— START Record excerpts —

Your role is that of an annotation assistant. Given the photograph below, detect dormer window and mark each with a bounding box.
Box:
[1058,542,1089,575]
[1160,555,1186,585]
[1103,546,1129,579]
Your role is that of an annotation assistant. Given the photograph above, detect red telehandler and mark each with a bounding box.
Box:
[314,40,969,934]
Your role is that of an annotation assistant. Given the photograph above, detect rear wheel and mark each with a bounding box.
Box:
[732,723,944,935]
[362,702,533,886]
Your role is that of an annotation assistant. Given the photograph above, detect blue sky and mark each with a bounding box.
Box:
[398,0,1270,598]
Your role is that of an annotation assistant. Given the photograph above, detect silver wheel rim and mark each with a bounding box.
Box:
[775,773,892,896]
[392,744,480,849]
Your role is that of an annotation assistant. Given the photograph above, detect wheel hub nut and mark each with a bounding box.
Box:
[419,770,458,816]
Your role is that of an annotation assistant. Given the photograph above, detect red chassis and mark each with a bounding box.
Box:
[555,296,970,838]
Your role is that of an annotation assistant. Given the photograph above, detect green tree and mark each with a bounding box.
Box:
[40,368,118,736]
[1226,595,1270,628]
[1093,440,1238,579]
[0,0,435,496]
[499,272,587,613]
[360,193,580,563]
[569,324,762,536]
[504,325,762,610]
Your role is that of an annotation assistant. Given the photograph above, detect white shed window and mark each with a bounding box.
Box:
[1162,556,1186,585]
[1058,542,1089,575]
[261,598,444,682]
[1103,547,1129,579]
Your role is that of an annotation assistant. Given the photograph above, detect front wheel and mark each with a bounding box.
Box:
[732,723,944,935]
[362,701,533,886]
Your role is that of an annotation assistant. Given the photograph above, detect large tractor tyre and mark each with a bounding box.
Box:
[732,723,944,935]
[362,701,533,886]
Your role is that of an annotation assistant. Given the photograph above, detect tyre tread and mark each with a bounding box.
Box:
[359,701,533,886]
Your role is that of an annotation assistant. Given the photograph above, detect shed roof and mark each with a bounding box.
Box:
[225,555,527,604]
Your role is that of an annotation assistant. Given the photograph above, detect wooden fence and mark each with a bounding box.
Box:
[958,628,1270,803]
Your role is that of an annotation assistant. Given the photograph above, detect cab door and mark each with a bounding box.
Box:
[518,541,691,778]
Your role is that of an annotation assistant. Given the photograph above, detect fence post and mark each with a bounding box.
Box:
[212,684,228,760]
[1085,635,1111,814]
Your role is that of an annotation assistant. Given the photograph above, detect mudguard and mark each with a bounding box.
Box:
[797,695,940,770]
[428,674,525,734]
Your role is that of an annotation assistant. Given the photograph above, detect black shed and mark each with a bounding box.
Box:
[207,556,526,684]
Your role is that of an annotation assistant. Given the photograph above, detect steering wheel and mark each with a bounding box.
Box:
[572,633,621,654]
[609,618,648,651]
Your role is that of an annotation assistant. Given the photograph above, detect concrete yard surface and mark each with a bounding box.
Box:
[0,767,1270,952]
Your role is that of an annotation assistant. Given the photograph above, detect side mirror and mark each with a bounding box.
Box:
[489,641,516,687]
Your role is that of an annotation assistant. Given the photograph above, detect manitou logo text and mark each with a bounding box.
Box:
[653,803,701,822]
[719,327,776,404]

— END Record excerpts —

Description of the task: Arrange every line of the listing above as a JSON list of strings, one string per line, with blank lines left out.

Solution to this exercise:
[
  "Your role is that of an annotation assistant. Given the photograph below, detect dormer window and mark each with a bounding box.",
  "Box:",
  "[1058,542,1089,575]",
  "[1160,555,1186,585]",
  "[1103,546,1129,579]",
  "Your role is that of an annotation assistant. Given the photograph above, detect red telehandler and mark each with a bounding box.",
  "Box:",
  "[314,40,969,934]",
  "Your role is that of an annotation assistant. Given the photograph above, detect rear wheel and mark each with a bounding box.",
  "Box:",
  "[732,723,944,935]",
  "[362,702,533,886]",
  "Your role is that of an annotation assistant. Given the photograph above, detect blue sky and mark each with a bounding box.",
  "Box:",
  "[398,0,1270,598]",
  "Your role is that of an annotation assistant. Given the photograph above, detect silver wheel rim and mark each with a bounding box.",
  "Box:",
  "[775,773,892,896]",
  "[392,744,480,849]",
  "Your role is that of an annotation assistant. Given the photograph above, detect wheel hub nut and mark each with a bounding box.",
  "Box:",
  "[419,770,458,816]",
  "Your role is that of an annotation assistant. Given the photograph above, detect red chassis and mark each with a bounding box.",
  "Box:",
  "[555,296,970,838]",
  "Your role is that of an annotation assistant. Given the photograph above, detect green tree and mark each with a bounding box.",
  "Box:",
  "[40,368,118,736]",
  "[1226,595,1270,628]",
  "[1093,440,1238,579]",
  "[0,0,435,496]",
  "[499,272,587,613]",
  "[360,193,580,563]",
  "[569,324,762,536]",
  "[504,325,762,610]",
  "Your role is that of an annotation assistant. Given the photograph above, detect white shed window and mark each with a bounding box.",
  "Box:",
  "[1162,556,1186,585]",
  "[1058,542,1089,575]",
  "[261,598,444,682]",
  "[1103,547,1129,579]",
  "Your role is that of an annotation assistant. Given the photograph above, detect front wheel and mark each with a bounding box.",
  "Box:",
  "[732,723,944,935]",
  "[362,701,533,886]",
  "Your role is that of an annotation assistant. Given the photograph above, detect large tractor tyre and mark each with a bounding box.",
  "Box:",
  "[732,723,944,935]",
  "[362,701,533,886]",
  "Your role is that of an annotation assistant. Given the photograph above, detect tyre tread and mark each with a bounding box.",
  "Box:",
  "[359,701,533,886]",
  "Your role is that of an annotation assistant. Given the photograph above, detect shed roof and mark each with a bounding box.",
  "Box:",
  "[225,555,527,604]",
  "Your role is that of an annotation assistant. Given the photograph above, detect wooden fence and mark each with a bounding box.",
  "Box:",
  "[958,628,1270,803]",
  "Your role is that of an annotation assistant. Given the photograph above, detect cab door and mark each with a bounding box.",
  "Box:",
  "[518,541,691,778]",
  "Your role is that of an annotation assistant. Given the photograph above, detect fence post and mark each with a bounding box.",
  "Box:",
  "[212,684,228,760]",
  "[1085,635,1111,814]",
  "Your role is that of an annotation assistant. Given the photograph above, detect mudguard and mark each with a bounding box.",
  "Box:",
  "[797,695,940,770]",
  "[428,674,525,734]",
  "Your role is that of an annotation assistant. Given the photograph above, detect black shed and mark each with a bounding box.",
  "Box:",
  "[207,556,526,684]",
  "Your role is that of an annotation assistant. Given the photograph above, detect steering wheel and mark each with a bounding box.",
  "Box:",
  "[572,633,621,654]",
  "[609,618,648,651]",
  "Your role is that of an annotation assistant. Given the photograph above, detect concrete yard surface and mark each with a bounding box.",
  "Box:",
  "[0,767,1270,952]",
  "Your role is that of an annotation assistant. Given the photograph above, detect side mirror and mark each with a bounding box.",
  "Box:",
  "[489,641,516,687]",
  "Your role is that of an annotation assistant. Given the photograph above, detect manitou logo text and mark each with a bounding box.",
  "Box:",
  "[653,803,701,822]",
  "[719,327,776,404]"
]